··· Фрагмент текста ···

Сечени положил конец привилегиям своего сословия. Решив послужить хорошим примером для других, он предоставил годовой доход со своих 50 тысяч гектаров в распоряжение Академии наук. А также урезал налоговые свободы аристократии, построил порты на Дунае, исправил русло Тисы и приказал построить первое связующее звено между Будой и Пештом, Цепной мост. Его язвительные замечания по поводу самодовольства правящего класса и рискованные проекты вызвали острое сопротивление. Мелкие помещики специально собирались в провинции для того, чтобы сжигать его книги.
Вместе со своими политическими противниками, Кошутом и поэтом Петёфи, Сечени был одним из главных реформаторов венгерского самосознания. Он надеялся, что Венгрия пойдет по пути эволюционного развития в рамках Дунайской монархии, а не по революционному, через отделение от Вены. Революционеры, однако, жаждали вооруженного столкновения с Австрией. Сечени ушел из политики и переселился из надьценкского замка в «Дом умалишенных», как он сам называл свое новое жилище. Среди его остроумных замечаний есть и такое: «В жизни надо быть либо молотом, либо наковальней. Я отношу себя к наковальням...»
Судя по записям моего прапрадеда, которые он сделал в «Доме умалишенных», он никогда не переставал воспринимать политическое фиаско моральной победой. Историки согласились с ним лишь после его смерти. Сечени превратился в мифологического национального героя Венгрии, достигнув той степени признания, в которой было отказано даже Лайошу Кошуту, победившему прапрадеда на политической арене.
(вообще и в частности)
Ближайшие родственники венгров по духу — англичане. Так же, как и венгры, они считают свою страну центром мироздания. Ко всем иноземцам англичане, без всякого зазрения совести, относятся как к дикарям или полудикарям, с которыми надо общаться дружелюбно и по возможности воспитывать или подавлять. Последнее они делают довольно вежливо, так как разница между былым величием и глубиной нынешнего падения научила их смирению.
Трудов о том, как Великобритания из великой державы превратилась в социально ориентированное государство, хватит не на одну библиотеку, однако до сих пор нет внятного ответа, почему это никак не повлияло на самооценку англичан. Быть может, потому, что англичане, как и венгры, азартные игроки? Ведь игрок должен уметь проигрывать и ждать, когда ему снова улыбнется удача. Есть один венгерский анекдот, который вполне можно рассказать и об англичанах.

···

§ Поставленная задача A
Ответьте по фрагменту на три вопроса:
(i) Доход с какой площади земли Сечени передал в распоряжение Академии наук?
(ii) Как Сечени называл своё новое жилище?
(iii) Кого фрагмент называет ближайшими родственниками венгров по духу?
§ Поставленная задача B
Перепишите из фрагмента без изменений участок, начиная с «Ближайшие родственники венгров» и заканчивая «научила их смирению.».
§ Поставленная задача C
Сократите абзац фрагмента, начинающийся словами «Сечени положил конец привилегиям», и оформите его в виде списка с сохранением основных фактов.

··· Извлечённые данные ···

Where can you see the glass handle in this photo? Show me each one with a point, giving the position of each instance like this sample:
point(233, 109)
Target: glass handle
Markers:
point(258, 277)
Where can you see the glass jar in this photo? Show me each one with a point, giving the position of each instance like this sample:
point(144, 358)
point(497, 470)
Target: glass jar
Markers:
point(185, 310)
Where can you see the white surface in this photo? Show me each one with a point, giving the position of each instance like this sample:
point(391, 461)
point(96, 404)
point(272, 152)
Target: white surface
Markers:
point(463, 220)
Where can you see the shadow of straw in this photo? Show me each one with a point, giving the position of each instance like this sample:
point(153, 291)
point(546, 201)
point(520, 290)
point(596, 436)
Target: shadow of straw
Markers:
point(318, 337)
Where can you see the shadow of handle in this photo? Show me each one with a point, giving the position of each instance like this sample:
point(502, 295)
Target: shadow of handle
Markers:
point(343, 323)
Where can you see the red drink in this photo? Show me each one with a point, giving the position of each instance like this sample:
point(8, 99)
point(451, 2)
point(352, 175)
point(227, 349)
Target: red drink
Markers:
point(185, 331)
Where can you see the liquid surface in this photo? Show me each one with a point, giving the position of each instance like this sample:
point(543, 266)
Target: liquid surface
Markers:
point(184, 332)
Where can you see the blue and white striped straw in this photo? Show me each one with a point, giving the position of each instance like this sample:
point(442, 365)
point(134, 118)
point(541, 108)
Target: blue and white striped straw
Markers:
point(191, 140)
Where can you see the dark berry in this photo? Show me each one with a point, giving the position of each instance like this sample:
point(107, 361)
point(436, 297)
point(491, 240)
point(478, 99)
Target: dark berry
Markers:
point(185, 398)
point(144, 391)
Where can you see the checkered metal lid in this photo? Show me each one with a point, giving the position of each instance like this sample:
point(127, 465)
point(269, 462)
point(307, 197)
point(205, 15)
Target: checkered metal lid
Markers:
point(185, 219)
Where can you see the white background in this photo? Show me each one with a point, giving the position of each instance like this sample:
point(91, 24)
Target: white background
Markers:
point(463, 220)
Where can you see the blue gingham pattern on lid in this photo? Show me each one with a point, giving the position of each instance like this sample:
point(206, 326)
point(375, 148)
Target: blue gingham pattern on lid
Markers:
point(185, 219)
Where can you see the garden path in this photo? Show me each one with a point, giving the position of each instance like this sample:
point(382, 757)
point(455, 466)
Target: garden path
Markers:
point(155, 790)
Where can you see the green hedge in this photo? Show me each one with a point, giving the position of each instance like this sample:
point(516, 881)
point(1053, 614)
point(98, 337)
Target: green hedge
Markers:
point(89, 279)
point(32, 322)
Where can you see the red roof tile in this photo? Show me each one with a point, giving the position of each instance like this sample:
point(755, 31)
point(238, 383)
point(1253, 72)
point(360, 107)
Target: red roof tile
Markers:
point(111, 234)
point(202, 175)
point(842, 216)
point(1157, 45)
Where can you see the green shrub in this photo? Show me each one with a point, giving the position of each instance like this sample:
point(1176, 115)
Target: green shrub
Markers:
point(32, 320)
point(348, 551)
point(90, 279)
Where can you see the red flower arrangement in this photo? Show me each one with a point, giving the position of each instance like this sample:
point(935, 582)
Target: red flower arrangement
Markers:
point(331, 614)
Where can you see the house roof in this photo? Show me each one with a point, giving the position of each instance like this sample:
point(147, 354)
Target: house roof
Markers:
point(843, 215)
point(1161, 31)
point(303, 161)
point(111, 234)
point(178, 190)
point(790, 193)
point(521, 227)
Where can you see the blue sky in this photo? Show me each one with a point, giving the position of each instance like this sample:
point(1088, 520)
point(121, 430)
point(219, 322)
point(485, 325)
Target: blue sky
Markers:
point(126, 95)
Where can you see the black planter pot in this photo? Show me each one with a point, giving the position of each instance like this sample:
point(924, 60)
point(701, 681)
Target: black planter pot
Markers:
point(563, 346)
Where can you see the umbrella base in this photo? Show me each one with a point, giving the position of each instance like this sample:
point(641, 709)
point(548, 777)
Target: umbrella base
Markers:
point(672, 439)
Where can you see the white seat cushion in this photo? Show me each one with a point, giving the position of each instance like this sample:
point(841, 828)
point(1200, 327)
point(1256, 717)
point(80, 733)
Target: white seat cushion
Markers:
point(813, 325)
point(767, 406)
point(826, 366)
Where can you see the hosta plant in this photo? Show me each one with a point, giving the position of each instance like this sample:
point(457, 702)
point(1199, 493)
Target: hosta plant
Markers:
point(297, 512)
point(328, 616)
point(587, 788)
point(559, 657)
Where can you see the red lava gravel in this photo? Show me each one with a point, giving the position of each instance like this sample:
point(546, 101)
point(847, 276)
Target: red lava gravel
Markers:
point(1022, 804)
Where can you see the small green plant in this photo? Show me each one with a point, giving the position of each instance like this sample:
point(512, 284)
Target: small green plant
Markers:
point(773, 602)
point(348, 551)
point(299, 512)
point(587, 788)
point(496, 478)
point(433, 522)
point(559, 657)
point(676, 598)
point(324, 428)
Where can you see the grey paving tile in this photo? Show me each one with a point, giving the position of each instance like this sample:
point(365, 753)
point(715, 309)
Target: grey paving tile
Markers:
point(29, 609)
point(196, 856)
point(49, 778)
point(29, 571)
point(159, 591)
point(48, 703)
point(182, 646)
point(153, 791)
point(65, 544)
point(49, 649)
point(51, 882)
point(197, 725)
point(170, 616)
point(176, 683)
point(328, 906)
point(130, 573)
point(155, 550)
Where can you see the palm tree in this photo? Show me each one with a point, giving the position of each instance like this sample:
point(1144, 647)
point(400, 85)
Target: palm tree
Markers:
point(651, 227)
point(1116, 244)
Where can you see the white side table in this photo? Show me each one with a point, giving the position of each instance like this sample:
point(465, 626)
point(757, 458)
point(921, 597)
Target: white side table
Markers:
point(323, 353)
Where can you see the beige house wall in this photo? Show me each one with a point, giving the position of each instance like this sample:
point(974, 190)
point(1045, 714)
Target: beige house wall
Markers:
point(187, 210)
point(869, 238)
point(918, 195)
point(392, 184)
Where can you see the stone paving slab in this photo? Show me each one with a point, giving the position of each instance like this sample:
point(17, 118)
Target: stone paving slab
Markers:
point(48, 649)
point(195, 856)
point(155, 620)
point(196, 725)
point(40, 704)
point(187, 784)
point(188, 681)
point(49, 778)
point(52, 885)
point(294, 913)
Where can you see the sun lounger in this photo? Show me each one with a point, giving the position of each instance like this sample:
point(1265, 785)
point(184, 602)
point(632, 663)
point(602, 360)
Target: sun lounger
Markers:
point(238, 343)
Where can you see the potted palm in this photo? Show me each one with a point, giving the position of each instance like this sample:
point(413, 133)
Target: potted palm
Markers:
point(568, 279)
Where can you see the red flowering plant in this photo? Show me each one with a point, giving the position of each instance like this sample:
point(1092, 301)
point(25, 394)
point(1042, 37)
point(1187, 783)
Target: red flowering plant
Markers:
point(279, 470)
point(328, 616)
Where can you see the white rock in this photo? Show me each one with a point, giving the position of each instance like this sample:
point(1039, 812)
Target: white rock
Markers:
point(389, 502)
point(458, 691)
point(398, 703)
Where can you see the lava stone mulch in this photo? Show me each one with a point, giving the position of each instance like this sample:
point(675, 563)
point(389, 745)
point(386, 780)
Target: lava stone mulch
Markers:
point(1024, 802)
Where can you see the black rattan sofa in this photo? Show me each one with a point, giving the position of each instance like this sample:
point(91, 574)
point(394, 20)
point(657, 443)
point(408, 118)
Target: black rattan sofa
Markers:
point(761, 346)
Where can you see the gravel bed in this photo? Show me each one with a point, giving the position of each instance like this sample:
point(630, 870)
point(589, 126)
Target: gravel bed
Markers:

···

§ Полный ответ A
(i) С 50 тысяч гектаров.
(ii) «Дом умалишенных».
(iii) Англичан.

§ Полный ответ B
Ближайшие родственники венгров по духу — англичане. Так же, как и венгры, они считают свою страну центром мироздания. Ко всем иноземцам англичане, без всякого зазрения совести, относятся как к дикарям или полудикарям, с которыми надо общаться дружелюбно и по возможности воспитывать или подавлять. Последнее они делают довольно вежливо, так как разница между былым величием и глубиной нынешнего падения научила их смирению.

§ Полный ответ C
- Сечени положил конец привилегиям своего сословия.
- Годовой доход со своих 50 тысяч гектаров он передал в распоряжение Академии наук.
- Он урезал налоговые свободы аристократии.
- Он построил порты на Дунае, исправил русло Тисы и приказал построить Цепной мост, первое связующее звено между Будой и Пештом.
- Его язвительные замечания и рискованные проекты вызвали острое сопротивление: мелкие помещики собирались в провинции, чтобы сжигать его книги.